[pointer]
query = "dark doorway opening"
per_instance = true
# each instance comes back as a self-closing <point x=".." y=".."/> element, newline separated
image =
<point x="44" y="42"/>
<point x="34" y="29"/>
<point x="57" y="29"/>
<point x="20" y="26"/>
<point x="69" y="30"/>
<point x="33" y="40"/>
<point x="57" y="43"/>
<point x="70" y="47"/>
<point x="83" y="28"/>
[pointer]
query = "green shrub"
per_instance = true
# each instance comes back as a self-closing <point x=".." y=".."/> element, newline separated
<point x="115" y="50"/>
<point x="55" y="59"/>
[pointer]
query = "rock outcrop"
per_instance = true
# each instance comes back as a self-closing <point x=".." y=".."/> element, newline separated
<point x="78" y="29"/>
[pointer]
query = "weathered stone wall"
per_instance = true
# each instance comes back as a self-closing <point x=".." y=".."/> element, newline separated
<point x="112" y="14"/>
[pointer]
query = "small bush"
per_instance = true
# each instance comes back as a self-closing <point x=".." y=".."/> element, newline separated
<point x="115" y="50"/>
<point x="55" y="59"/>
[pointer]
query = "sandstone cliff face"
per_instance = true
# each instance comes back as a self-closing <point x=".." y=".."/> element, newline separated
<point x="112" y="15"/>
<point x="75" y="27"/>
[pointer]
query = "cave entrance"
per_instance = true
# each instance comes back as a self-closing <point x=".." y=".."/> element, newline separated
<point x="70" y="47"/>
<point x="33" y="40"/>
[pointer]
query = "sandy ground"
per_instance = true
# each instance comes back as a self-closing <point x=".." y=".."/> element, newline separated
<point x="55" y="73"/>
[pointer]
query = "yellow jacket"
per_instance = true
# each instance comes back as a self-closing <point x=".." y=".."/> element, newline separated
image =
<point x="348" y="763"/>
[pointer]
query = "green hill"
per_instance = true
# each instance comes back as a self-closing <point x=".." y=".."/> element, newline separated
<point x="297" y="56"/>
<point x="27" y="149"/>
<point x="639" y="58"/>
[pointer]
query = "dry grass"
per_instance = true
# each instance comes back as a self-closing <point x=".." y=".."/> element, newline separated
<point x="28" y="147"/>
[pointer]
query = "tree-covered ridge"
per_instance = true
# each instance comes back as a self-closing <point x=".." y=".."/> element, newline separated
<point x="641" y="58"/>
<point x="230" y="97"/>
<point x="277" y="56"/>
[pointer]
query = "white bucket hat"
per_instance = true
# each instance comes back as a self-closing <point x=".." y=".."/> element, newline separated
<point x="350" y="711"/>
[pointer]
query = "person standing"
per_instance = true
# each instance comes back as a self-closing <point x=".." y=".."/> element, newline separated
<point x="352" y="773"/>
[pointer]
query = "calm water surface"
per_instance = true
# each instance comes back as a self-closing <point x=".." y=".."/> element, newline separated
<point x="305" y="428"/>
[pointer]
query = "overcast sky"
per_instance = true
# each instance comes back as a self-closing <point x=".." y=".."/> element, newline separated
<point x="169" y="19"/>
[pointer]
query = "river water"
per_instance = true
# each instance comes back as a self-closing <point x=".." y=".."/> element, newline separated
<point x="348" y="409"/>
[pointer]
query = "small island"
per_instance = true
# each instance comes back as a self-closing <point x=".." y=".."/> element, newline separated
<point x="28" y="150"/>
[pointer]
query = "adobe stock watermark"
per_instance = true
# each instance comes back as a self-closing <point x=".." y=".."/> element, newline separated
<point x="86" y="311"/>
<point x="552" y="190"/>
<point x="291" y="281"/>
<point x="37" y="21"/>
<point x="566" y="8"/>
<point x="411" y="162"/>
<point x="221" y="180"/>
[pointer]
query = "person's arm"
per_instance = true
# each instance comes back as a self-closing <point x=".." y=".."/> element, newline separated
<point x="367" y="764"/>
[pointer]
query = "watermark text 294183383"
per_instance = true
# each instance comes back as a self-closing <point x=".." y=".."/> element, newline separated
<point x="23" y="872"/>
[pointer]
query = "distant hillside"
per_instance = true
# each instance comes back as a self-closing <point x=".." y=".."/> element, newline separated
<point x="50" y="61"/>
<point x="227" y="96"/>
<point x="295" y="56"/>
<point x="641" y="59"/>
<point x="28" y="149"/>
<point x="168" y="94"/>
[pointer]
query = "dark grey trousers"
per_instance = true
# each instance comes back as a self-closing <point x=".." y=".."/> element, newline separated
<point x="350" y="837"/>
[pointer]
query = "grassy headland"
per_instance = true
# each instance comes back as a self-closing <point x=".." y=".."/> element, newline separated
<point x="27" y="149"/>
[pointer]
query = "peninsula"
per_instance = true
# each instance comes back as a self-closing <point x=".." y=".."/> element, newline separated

• • • •

**Exercise directions**
Every line above should be output exactly as it stands.

**Solution to this problem**
[pointer]
query = "dark doorway opening"
per_instance = true
# each instance comes back as a self-closing <point x=".." y=".."/> element, newline separated
image =
<point x="44" y="42"/>
<point x="34" y="29"/>
<point x="57" y="29"/>
<point x="20" y="26"/>
<point x="69" y="30"/>
<point x="33" y="40"/>
<point x="57" y="43"/>
<point x="70" y="47"/>
<point x="83" y="28"/>
[pointer]
query = "green shrub"
per_instance = true
# each instance comes back as a self-closing <point x=".." y=".."/> element, newline separated
<point x="115" y="50"/>
<point x="55" y="59"/>
[pointer]
query = "rock outcrop"
per_instance = true
# each instance comes back as a self-closing <point x=".." y=".."/> element, newline separated
<point x="78" y="29"/>
[pointer]
query = "weathered stone wall"
per_instance = true
# each instance comes back as a self-closing <point x=".." y=".."/> element, newline separated
<point x="112" y="14"/>
[pointer]
query = "small bush"
per_instance = true
# each instance comes back as a self-closing <point x=".." y=".."/> element, newline separated
<point x="115" y="50"/>
<point x="55" y="59"/>
[pointer]
query = "sandstone cliff face"
per_instance = true
# each instance comes back as a self-closing <point x=".." y=".."/> element, newline separated
<point x="112" y="15"/>
<point x="75" y="27"/>
[pointer]
query = "cave entrance"
per_instance = true
# each instance comes back as a self-closing <point x=".." y=".."/> element, newline separated
<point x="70" y="47"/>
<point x="33" y="40"/>
[pointer]
query = "sandy ground"
per_instance = true
# each instance comes back as a self-closing <point x=".." y=".."/> element, newline separated
<point x="55" y="73"/>
[pointer]
query = "yellow jacket"
per_instance = true
# each instance comes back as a self-closing <point x=".." y=".."/> element, newline separated
image =
<point x="348" y="763"/>
[pointer]
query = "green hill"
per_instance = true
# each instance comes back as a self-closing <point x=".." y=".."/> element, newline separated
<point x="297" y="56"/>
<point x="27" y="149"/>
<point x="639" y="58"/>
[pointer]
query = "dry grass"
per_instance = true
# each instance comes back as a self-closing <point x=".." y=".."/> element, newline separated
<point x="28" y="147"/>
[pointer]
query = "tree-covered ridge"
per_instance = true
# each instance comes back as a self-closing <point x=".." y=".."/> element, newline separated
<point x="641" y="58"/>
<point x="230" y="97"/>
<point x="277" y="56"/>
[pointer]
query = "white bucket hat"
per_instance = true
# each instance comes back as a self-closing <point x=".." y=".."/> element, newline separated
<point x="350" y="711"/>
[pointer]
query = "person standing"
per_instance = true
# each instance comes back as a self-closing <point x=".." y=".."/> element, newline separated
<point x="352" y="773"/>
[pointer]
query = "calm water surface"
per_instance = true
# each instance comes back as a self-closing <point x=".." y=".."/> element, newline separated
<point x="305" y="428"/>
[pointer]
query = "overcast sky"
per_instance = true
# each instance comes back as a self-closing <point x=".." y=".."/> element, newline separated
<point x="169" y="19"/>
[pointer]
query = "river water"
per_instance = true
# each instance comes back as a self-closing <point x=".." y=".."/> element, newline separated
<point x="348" y="409"/>
[pointer]
query = "small island"
per_instance = true
# each instance comes back as a self-closing <point x=".." y=".."/> element, newline separated
<point x="28" y="150"/>
[pointer]
query = "adobe stock watermark"
per_instance = true
# each instance comes back as a self-closing <point x=".." y=".."/> element, newline separated
<point x="86" y="311"/>
<point x="552" y="190"/>
<point x="291" y="281"/>
<point x="37" y="21"/>
<point x="566" y="8"/>
<point x="411" y="162"/>
<point x="221" y="180"/>
[pointer]
query = "person's arm"
per_instance = true
# each instance comes back as a self-closing <point x=".." y=".."/> element, newline separated
<point x="367" y="764"/>
[pointer]
query = "watermark text 294183383"
per_instance = true
# each instance comes back as a self-closing <point x=".." y=".."/> element, newline separated
<point x="23" y="872"/>
[pointer]
query = "distant hillside"
per_instance = true
# each instance comes back as a self-closing <point x=".." y=".."/> element, newline separated
<point x="50" y="61"/>
<point x="227" y="96"/>
<point x="295" y="56"/>
<point x="641" y="59"/>
<point x="28" y="149"/>
<point x="168" y="94"/>
[pointer]
query = "dark grey trousers"
per_instance = true
# each instance comes back as a self-closing <point x=".." y=".."/> element, newline separated
<point x="350" y="837"/>
[pointer]
query = "grassy headland"
per_instance = true
# each instance comes back as a self-closing <point x=".." y=".."/> element, newline separated
<point x="27" y="149"/>
[pointer]
query = "peninsula"
per_instance = true
# each instance comes back as a self-closing <point x=".." y=".."/> element, newline separated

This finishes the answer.